**ESTRATTO DELLA PAGINA**:
····················

In conclusione, un educatore, se è un insegnante di scuola, dovrà anche imparare a tener conto delle diversità ‘caratteriali’ dei suoi studenti pur svolgendo per essi lo stesso programma.

Da quanto detto finora apparirà chiaro che l’A.2 si caratterizza per un grado di inconsapevolezza maggiore rispetto ai precedenti livelli di apprendimento, ed è per questo che potremmo definirlo (quasi) ‘inestirpabile’. Ciò comporta che, laddove i contesti e i casi della vita rendono difficile a una persona – ‘per come essa è fatta’ – districarsi senza soffrire nelle varie contingenze, dovrà impegnarsi a modificare il proprio modo di ‘vedere il mondo’ (qualcuno lo fa con l’aiuto di uno psicoterapeuta): si tratta dell’A.3, di cui qui non ci occuperemo.

Noi qui tralasceremo anche i casi gravi di ‘disturbi della personalità’ (disturbi, s’intende, in relazione a ciò che definiamo ‘comportamento normale’ o ‘intelligenza normale’), per considerare invece le ‘normali peculiarità’ degli studenti; per un discorso, insomma, che faccia chiarezza sull’uso della locuzione ‘apprendere ad apprendere’. Già quando è entrato nella prima scuola ogni bambino ha imparato ad apprendere, in quanto ha esercitato l’A.2 da che è nato, in ambito familiare, e in contesti che si sono quotidianamente ripetuti (questo è importante ricordarlo). La scuola dell’infanzia accoglie, educa il bambino, assecondando le sue ‘tendenze’ e stimolando nuove curiosità; e tutto viene vissuto dal bambino alla luce dei primissimi precedenti apprendimenti: senza questi (senza questi pre-giudizi) il mondo apparirebbe ‘vuoto’ (ciò è impossibile). Ed è in virtù dell’A.2 – del significato che una creatura, crescendo, darà all’esperienza – che è possibile quella che Bateson chiama ‘l’uscita creativa’: a causa di una difficoltà o di particolari stati d’animo, una persona re-interpreta l’esperienza, vede in modo nuovo la realtà, sempre alla luce degli apprendimenti profondi – mai uguali agli apprendimenti altrui – che ha acquisito stando al mondo.

····················

[Voci di puntamento a oggetti con nome]
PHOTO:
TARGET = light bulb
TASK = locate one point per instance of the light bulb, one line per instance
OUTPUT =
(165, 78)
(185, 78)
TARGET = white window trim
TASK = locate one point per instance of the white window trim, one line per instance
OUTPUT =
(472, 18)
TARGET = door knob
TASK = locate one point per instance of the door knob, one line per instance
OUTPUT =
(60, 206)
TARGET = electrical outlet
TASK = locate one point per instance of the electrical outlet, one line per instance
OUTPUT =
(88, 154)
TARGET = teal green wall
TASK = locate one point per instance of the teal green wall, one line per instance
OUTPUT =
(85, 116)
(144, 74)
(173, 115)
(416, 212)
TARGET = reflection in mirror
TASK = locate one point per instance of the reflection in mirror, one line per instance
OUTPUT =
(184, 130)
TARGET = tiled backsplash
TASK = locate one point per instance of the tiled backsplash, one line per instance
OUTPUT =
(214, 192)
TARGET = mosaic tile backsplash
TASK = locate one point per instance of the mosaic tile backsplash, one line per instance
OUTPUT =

····················

**ISTRUZIONI DA SEGUIRE**: Aggiorna il brano sull'apprendimento: riportalo da "In conclusione, un" fino a "lo stesso programma." incluso, mettendo "formatore" al posto di "educatore".

**RISPOSTA COMPLETA**:
In conclusione, un formatore, se è un insegnante di scuola, dovrà anche imparare a tener conto delle diversità ‘caratteriali’ dei suoi studenti pur svolgendo per essi lo stesso programma.